[Dataset excerpts on object pointing]
↓↓↓
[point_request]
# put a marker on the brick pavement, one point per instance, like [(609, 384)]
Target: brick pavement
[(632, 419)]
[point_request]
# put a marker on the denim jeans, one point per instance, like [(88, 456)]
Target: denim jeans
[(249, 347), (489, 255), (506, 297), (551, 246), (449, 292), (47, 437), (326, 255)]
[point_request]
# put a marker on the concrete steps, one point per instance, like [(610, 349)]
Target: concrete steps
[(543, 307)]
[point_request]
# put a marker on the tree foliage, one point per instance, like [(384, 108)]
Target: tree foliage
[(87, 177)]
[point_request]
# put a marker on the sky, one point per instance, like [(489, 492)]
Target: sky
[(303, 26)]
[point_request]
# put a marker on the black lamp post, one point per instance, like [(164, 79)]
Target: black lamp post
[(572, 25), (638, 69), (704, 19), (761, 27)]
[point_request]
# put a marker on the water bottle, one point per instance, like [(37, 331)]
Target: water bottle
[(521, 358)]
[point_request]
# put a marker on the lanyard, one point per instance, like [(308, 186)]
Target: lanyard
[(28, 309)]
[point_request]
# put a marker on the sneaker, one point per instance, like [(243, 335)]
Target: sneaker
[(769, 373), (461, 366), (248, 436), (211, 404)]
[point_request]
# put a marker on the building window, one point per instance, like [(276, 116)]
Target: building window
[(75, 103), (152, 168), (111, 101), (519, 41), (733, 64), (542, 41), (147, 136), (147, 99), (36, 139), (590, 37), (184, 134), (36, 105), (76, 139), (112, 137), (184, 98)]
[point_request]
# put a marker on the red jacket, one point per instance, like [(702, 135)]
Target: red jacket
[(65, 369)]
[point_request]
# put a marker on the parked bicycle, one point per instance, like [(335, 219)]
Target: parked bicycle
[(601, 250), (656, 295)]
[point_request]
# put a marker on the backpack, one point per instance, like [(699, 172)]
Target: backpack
↑↑↑
↓↓↓
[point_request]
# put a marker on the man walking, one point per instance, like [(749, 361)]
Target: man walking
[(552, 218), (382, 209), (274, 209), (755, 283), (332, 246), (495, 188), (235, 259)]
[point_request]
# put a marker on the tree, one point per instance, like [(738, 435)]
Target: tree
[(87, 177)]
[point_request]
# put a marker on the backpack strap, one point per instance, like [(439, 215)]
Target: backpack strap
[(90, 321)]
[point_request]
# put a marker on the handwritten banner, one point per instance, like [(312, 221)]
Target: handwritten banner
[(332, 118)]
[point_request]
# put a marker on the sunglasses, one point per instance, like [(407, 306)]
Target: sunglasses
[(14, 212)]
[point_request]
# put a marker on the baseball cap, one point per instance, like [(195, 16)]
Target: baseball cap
↑↑↑
§ Given problem:
Count how many lines in both blocks above contain the word "post". Give only the number.

§ Final result:
2